Jesus, Obama and de Certeau: Redemptive Tactics in the Security State

Some opening thoughts on John 7. 1-36.

It’s a good thing that the whole Jesus thing didn’t happen in the 21st century.

I mean, we keep reading about people wanting to kill him, but can’t quite find a good time and place to do the deed. He seems so often to be keeping a step ahead of the authorities. Slipping off to the wilderness every now and then to pray, but also maybe to keep a low profile.

And while in John’s gospel he goes to Jerusalem numerous times, it is clear that he knows full well of the danger of these forays into the belly of the beast. So he slips into the city secretly.

Now if this was the 21st century, the story would have to be considerably different.

In a world of the NSA and CSIS keeping tabs on pretty much everyone who might possibly be a subversive, you gotta know that Jesus would be high on their surveillance list. The guy sure couldn’t use email, social media or a cellphone. And blogging? Forget it.

● INFORMATION PROVIDED:
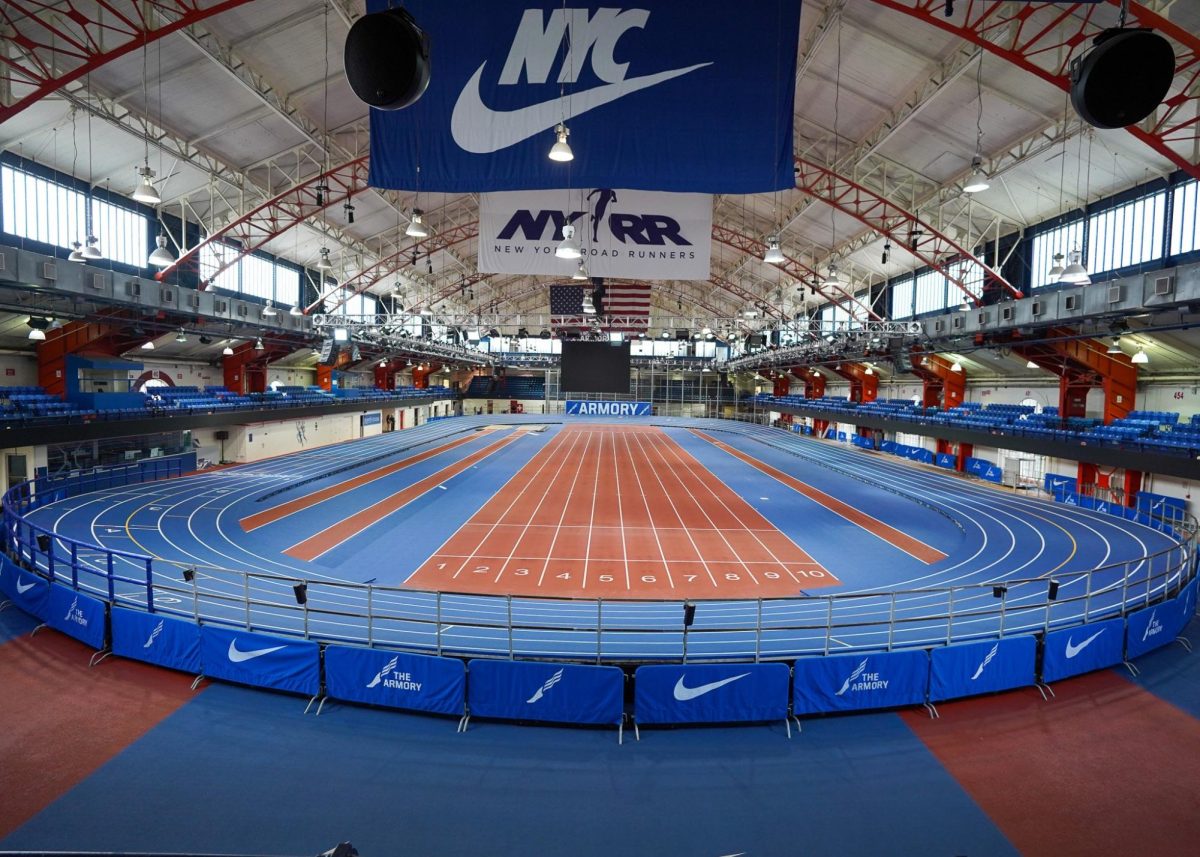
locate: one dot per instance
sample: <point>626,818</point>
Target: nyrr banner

● TO BE DONE: In the reflection on John 7, why does the writer say Jesus would have struggled in the 21st century? Answer in one to three sentences.

● RESPONSE TO THIS EXERCISE: Agencies like the NSA and CSIS keep tabs on nearly everyone who might be a subversive, so Jesus would be high on their surveillance list. He couldn't have used email, social media, a cellphone or a blog, and the story would have had to be considerably different.